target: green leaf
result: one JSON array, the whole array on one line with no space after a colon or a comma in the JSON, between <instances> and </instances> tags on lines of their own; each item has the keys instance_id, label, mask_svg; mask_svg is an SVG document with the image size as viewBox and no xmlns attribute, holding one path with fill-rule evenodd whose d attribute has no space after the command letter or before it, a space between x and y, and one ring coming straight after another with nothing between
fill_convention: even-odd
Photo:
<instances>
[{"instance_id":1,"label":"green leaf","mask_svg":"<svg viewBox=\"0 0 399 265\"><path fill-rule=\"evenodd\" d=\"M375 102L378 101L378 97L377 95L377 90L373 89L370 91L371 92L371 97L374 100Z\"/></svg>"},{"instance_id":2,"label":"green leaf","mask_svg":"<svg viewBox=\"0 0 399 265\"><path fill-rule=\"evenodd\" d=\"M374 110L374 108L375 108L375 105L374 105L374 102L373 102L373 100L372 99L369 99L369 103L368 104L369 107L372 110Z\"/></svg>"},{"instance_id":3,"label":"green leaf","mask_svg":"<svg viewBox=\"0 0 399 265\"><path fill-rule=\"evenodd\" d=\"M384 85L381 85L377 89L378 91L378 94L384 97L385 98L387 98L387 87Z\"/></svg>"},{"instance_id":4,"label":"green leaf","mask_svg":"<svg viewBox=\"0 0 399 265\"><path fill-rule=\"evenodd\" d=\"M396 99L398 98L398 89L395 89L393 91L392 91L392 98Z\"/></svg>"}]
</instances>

__Stated exercise__. Turn every line of the listing above into a numbered list, skipping any blank lines.

__Written response__.
1. target: green leaf
2. result: one JSON array, the whole array on one line with no space after a colon or a comma in the JSON, between <instances> and </instances> tags on lines of their own; each item has the keys instance_id, label, mask_svg; mask_svg is an SVG document with the image size as viewBox and no xmlns attribute, holding one path with fill-rule evenodd whose d attribute has no space after the command letter or before it, a space between x and y, and one ring coming straight after another with nothing between
3. fill_convention: even-odd
4. Photo:
5. <instances>
6. [{"instance_id":1,"label":"green leaf","mask_svg":"<svg viewBox=\"0 0 399 265\"><path fill-rule=\"evenodd\" d=\"M375 102L378 101L378 97L377 95L377 90L373 89L370 91L371 92L371 97L374 100Z\"/></svg>"},{"instance_id":2,"label":"green leaf","mask_svg":"<svg viewBox=\"0 0 399 265\"><path fill-rule=\"evenodd\" d=\"M374 110L374 108L375 108L375 105L374 105L374 102L373 102L373 100L372 99L369 99L369 103L368 104L369 107L372 110Z\"/></svg>"},{"instance_id":3,"label":"green leaf","mask_svg":"<svg viewBox=\"0 0 399 265\"><path fill-rule=\"evenodd\" d=\"M384 85L381 85L377 89L378 91L378 94L384 97L385 98L387 98L387 87Z\"/></svg>"},{"instance_id":4,"label":"green leaf","mask_svg":"<svg viewBox=\"0 0 399 265\"><path fill-rule=\"evenodd\" d=\"M396 99L398 98L398 89L395 89L393 91L392 91L392 98Z\"/></svg>"}]
7. </instances>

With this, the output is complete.